### Written request
Display each line of the items below that contains the string "strap". The match is case-sensitive.

### Records for the task
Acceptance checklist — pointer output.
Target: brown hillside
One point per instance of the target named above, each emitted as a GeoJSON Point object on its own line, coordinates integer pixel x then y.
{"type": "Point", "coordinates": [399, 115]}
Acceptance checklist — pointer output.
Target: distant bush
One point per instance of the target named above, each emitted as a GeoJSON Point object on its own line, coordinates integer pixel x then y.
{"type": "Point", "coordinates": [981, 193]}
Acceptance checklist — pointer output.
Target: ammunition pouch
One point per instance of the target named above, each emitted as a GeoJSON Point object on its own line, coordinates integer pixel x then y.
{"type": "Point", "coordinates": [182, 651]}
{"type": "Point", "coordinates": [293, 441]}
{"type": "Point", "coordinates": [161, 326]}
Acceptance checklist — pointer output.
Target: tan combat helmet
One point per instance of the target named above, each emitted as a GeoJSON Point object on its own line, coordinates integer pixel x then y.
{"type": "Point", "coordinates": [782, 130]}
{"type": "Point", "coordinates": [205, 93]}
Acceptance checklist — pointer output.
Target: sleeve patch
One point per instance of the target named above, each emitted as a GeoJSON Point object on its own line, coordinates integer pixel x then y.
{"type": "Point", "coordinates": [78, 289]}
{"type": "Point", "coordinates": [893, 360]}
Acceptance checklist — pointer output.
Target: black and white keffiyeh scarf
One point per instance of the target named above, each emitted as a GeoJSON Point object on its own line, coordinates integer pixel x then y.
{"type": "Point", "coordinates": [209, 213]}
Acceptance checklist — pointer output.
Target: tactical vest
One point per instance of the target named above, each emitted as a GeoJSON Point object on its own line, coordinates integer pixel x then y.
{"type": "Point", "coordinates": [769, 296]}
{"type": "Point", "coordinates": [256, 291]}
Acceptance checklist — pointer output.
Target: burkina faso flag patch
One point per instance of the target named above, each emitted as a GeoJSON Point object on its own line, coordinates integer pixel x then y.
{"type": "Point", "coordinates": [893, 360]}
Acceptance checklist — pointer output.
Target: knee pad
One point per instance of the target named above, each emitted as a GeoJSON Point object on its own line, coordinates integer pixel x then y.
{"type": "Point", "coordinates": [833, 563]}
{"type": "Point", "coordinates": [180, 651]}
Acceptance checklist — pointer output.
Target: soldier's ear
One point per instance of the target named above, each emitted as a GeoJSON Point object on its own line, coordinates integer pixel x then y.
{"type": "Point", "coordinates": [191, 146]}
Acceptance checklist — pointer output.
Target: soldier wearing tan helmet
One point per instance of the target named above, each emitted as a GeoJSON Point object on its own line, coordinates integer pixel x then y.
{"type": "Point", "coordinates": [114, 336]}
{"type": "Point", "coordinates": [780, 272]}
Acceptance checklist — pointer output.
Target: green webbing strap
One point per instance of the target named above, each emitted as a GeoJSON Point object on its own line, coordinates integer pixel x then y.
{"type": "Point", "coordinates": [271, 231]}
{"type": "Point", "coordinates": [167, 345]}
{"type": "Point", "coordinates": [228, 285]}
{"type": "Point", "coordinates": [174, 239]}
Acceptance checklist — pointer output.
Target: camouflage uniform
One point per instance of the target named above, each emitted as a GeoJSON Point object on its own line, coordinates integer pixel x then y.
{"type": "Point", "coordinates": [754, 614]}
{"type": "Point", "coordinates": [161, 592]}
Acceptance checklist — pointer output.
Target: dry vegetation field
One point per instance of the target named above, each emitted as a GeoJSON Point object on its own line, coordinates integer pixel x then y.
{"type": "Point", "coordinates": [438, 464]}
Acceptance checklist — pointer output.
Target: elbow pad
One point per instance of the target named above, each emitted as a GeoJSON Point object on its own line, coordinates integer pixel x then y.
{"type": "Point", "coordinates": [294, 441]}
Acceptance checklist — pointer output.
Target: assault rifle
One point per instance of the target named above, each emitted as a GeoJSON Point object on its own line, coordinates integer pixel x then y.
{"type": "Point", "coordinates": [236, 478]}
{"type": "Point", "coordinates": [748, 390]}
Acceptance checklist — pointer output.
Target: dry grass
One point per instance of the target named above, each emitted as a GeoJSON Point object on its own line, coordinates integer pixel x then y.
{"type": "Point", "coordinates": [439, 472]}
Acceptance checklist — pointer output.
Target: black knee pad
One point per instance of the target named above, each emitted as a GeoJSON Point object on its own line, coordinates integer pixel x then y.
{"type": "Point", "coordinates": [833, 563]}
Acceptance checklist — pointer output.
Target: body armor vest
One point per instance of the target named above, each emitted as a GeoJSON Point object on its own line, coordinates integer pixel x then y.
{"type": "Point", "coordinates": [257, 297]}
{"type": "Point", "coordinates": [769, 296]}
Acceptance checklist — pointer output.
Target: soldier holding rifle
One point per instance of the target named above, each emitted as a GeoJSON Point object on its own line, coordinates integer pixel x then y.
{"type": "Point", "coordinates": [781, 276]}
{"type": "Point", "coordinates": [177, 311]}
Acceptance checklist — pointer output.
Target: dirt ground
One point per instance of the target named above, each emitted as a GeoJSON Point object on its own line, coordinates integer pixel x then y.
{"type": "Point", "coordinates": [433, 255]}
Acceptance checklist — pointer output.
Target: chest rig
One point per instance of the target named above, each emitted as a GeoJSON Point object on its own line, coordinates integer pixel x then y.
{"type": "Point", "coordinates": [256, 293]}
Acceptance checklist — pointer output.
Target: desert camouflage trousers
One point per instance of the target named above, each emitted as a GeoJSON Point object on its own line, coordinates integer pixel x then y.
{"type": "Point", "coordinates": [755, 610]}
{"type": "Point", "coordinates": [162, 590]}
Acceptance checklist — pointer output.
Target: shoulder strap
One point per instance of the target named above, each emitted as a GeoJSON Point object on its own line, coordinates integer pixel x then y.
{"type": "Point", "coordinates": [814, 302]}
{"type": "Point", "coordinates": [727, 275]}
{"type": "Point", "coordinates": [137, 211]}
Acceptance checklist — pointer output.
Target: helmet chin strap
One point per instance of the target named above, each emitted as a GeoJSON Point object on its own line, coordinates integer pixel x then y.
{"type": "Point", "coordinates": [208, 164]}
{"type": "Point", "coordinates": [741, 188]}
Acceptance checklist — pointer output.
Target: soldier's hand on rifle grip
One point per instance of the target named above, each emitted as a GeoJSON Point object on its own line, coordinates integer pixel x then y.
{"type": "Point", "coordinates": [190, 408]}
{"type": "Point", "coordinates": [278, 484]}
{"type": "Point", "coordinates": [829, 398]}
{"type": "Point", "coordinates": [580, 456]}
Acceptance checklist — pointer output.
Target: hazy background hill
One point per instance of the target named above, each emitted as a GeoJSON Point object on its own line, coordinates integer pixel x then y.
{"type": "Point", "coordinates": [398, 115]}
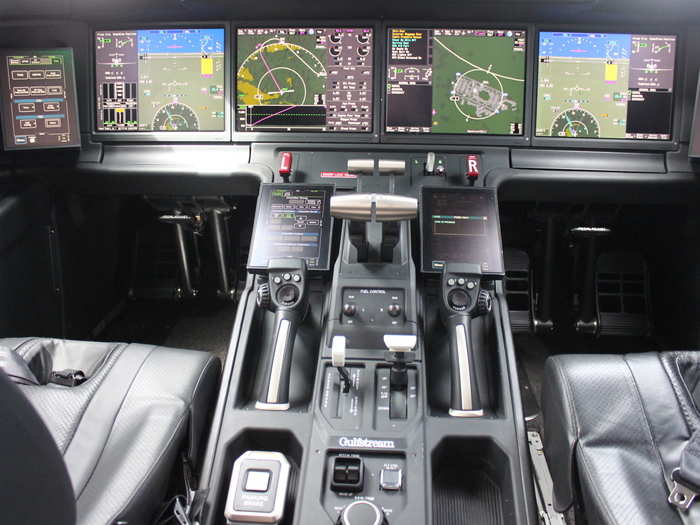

### Output of the task
Target: green webbing strap
Target: shoulder strap
Target: helmet chin strap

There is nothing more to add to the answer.